Render every line of the items below as a numbered list, omitting the blank lines.

DATA SUPPLIED start

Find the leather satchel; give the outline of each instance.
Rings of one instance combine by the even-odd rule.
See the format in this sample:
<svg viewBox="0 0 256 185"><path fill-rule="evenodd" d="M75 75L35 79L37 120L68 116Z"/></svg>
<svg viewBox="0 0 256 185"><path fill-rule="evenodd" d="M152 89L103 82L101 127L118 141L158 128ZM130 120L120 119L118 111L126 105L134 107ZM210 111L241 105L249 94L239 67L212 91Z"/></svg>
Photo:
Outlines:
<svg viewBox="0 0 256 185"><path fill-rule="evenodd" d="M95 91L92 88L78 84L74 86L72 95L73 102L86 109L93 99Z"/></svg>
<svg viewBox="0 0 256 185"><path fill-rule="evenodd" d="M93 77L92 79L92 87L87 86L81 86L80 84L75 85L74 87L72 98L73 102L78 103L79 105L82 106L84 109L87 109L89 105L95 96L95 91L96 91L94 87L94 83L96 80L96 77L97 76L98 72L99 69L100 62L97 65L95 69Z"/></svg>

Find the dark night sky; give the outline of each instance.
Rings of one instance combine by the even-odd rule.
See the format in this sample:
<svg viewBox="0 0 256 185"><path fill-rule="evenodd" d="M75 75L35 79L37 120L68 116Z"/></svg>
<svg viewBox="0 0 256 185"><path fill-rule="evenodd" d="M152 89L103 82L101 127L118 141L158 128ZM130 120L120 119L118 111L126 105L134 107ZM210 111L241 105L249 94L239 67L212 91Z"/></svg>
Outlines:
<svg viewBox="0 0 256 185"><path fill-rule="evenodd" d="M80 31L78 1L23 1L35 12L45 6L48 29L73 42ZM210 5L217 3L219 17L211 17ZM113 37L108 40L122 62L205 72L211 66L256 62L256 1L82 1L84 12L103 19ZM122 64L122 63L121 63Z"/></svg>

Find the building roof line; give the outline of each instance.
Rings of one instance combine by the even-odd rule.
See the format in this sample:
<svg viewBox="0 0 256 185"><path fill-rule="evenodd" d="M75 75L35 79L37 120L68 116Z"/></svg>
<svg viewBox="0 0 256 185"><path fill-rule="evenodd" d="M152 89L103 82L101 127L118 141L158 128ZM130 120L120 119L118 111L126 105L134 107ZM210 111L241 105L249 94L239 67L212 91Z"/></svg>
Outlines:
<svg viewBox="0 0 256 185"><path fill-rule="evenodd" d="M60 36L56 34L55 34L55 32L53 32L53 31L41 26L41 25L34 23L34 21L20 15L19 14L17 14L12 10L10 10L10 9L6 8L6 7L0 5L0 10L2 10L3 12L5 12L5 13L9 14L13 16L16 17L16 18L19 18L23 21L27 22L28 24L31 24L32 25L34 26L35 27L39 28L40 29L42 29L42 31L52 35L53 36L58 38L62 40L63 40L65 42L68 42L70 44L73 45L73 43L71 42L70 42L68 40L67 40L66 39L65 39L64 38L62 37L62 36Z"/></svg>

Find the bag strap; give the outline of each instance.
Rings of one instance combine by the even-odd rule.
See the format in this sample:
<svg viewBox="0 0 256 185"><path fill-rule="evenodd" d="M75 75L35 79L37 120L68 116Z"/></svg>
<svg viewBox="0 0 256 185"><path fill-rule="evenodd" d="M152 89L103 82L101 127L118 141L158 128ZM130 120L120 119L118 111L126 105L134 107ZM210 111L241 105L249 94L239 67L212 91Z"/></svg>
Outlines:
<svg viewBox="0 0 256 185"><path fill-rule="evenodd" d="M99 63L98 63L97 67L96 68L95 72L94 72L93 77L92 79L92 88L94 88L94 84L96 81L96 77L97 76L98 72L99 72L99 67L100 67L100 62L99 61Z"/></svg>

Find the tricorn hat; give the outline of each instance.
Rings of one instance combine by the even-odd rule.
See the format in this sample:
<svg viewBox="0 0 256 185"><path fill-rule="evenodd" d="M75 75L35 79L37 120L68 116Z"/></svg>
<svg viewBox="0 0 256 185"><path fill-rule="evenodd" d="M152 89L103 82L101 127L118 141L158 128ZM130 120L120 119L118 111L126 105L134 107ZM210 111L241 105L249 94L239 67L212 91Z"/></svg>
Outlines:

DATA SUPPLIED end

SOLUTION TO THIS PROBLEM:
1. Find the leather satchel; give the outline of each instance.
2. Rings of one instance combine by the even-odd rule.
3. See the format in this sample:
4. <svg viewBox="0 0 256 185"><path fill-rule="evenodd" d="M75 75L35 79L37 120L68 116Z"/></svg>
5. <svg viewBox="0 0 256 185"><path fill-rule="evenodd" d="M152 89L103 82L101 127L118 141L158 128ZM130 120L120 119L118 111L126 105L134 107ZM210 111L241 105L249 94L239 67L212 91Z"/></svg>
6. Photo:
7. Outlines:
8. <svg viewBox="0 0 256 185"><path fill-rule="evenodd" d="M95 91L92 88L78 84L74 86L72 95L73 102L86 109L93 99Z"/></svg>
9. <svg viewBox="0 0 256 185"><path fill-rule="evenodd" d="M93 77L92 79L92 87L87 86L81 86L80 84L75 85L74 87L72 98L73 102L78 103L79 105L82 106L84 109L87 109L89 105L95 96L95 91L96 91L94 87L94 83L96 80L96 77L97 76L98 72L99 69L100 62L97 65L95 69Z"/></svg>
10. Find the dark night sky; give the outline of each instance.
11. Rings of one instance combine by the even-odd rule.
12. See the format in this sample:
13. <svg viewBox="0 0 256 185"><path fill-rule="evenodd" d="M75 75L35 79L37 120L68 116Z"/></svg>
14. <svg viewBox="0 0 256 185"><path fill-rule="evenodd" d="M152 89L103 82L101 127L118 141L158 128ZM130 120L120 119L118 111L126 105L134 107ZM210 111L241 105L249 94L239 67L212 91Z"/></svg>
15. Outlines:
16. <svg viewBox="0 0 256 185"><path fill-rule="evenodd" d="M80 31L78 1L23 1L35 12L45 6L48 29L73 42ZM210 5L217 3L219 17L211 17ZM113 37L108 40L122 62L205 72L211 66L256 62L256 1L82 1L84 12L103 19ZM122 64L122 63L121 63Z"/></svg>
17. Find the building roof line; give the outline of each instance.
18. Rings of one instance combine by the even-odd rule.
19. See the format in this sample:
20. <svg viewBox="0 0 256 185"><path fill-rule="evenodd" d="M75 75L35 79L37 120L68 116Z"/></svg>
21. <svg viewBox="0 0 256 185"><path fill-rule="evenodd" d="M152 89L103 82L101 127L118 141L158 128ZM130 120L120 119L118 111L126 105L134 107ZM210 111L241 105L249 94L239 67L212 91Z"/></svg>
22. Outlines:
23. <svg viewBox="0 0 256 185"><path fill-rule="evenodd" d="M60 36L56 34L55 34L55 32L53 32L53 31L41 26L41 25L34 23L34 21L20 15L19 14L17 14L12 10L10 10L10 9L6 8L6 7L0 5L0 10L2 10L3 12L5 12L5 13L9 14L13 16L16 17L16 18L19 18L23 21L27 22L28 24L31 24L32 25L34 26L35 27L39 28L40 29L42 29L42 31L52 35L53 36L58 38L62 40L63 40L65 42L68 42L70 44L73 45L73 43L71 42L70 42L68 40L67 40L66 39L65 39L64 38L62 37L62 36Z"/></svg>
24. Find the bag strap; give the outline of each instance.
25. Rings of one instance combine by the even-odd rule.
26. See the format in this sample:
27. <svg viewBox="0 0 256 185"><path fill-rule="evenodd" d="M75 75L35 79L37 120L68 116Z"/></svg>
28. <svg viewBox="0 0 256 185"><path fill-rule="evenodd" d="M152 89L103 82L101 127L118 141L158 128ZM130 120L120 119L118 111L126 105L134 107ZM210 111L241 105L249 94L239 67L212 91Z"/></svg>
29. Outlines:
30. <svg viewBox="0 0 256 185"><path fill-rule="evenodd" d="M99 63L98 63L97 67L96 68L95 72L94 72L93 77L92 79L92 88L94 88L94 84L96 81L96 77L97 76L98 72L99 72L99 67L100 67L100 62L99 61Z"/></svg>
31. Find the tricorn hat; give the outline of each instance.
32. Rings of one instance combine by the even-odd rule.
33. See the format in this sample:
34. <svg viewBox="0 0 256 185"><path fill-rule="evenodd" d="M75 75L35 79L37 120L68 116Z"/></svg>
35. <svg viewBox="0 0 256 185"><path fill-rule="evenodd" d="M152 89L103 82L101 127L118 141L158 128ZM130 120L120 119L118 111L126 105L134 107ZM210 111L241 105L249 94L239 67L212 91Z"/></svg>
36. Outlines:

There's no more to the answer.